**Exercise goal:** From the article on parenting teens, list every struggle it says adolescents frequently have.

5 Parenting Tips For Today’s Teens

July 30, 2017 by Meaghan Flenner 2 Comments

Tween and Teen Health

Are You Struggling With Your Teen?

If you are struggling with the growing pains of raising your tween/teenage child you are not alone. There are millions of families who need answers on how to improve the condition of their children’s mental health and behaviors.

As a psychotherapist one of the most rewarding experiences  I have is helping parents heal their relationships with their teenagers with improved communication and boundaries. I  love helping parents connect with their children and help their children with their mental health challenges.  Adolescents frequently struggle with social anxiety, generalized anxiety,  depression, codependency, video gaming addiction, anger, and substance addiction. Check out my page on adolescent development and struggle areas.  

Some adolescents have experienced trauma from school bullying, witnessing domestic violence, car accidents, to name a few, and they may be acting out because of those experiences.  EMDR may help your teenager if they are suffering from PTSD. Trauma is subjective and everyone has a different internal way of coping with extreme circumstances. As a certified EMDR therapist, I can help your child reprocesses their negative cognitions about themselves or the world from a single traumatic event or complex events in their life.

There are countless resources on the internet to search out specific answers to your specific problems and questions. If you have tried many of your own interventions and are still struggling you can search for mental health counselors in your area to help you and your teenager.

I recommend this resource to all my parents seeking support. This will provide you countless topics and information on problem-solving strategies with your teenager. Parenting and Teenage Radio Broadcast.

Please enjoy the following  5 tips to increase harmony in your home! If you need personalized attention  I am here to help your family.

The below article was contributed by the staff at the Mayo Clinic.

**Source material:**

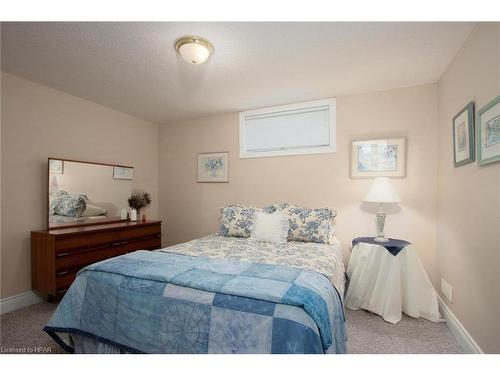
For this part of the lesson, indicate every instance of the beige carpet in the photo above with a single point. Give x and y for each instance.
(21, 331)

**Exercise output:** Social anxiety, generalized anxiety, depression, codependency, video gaming addiction, anger, substance addiction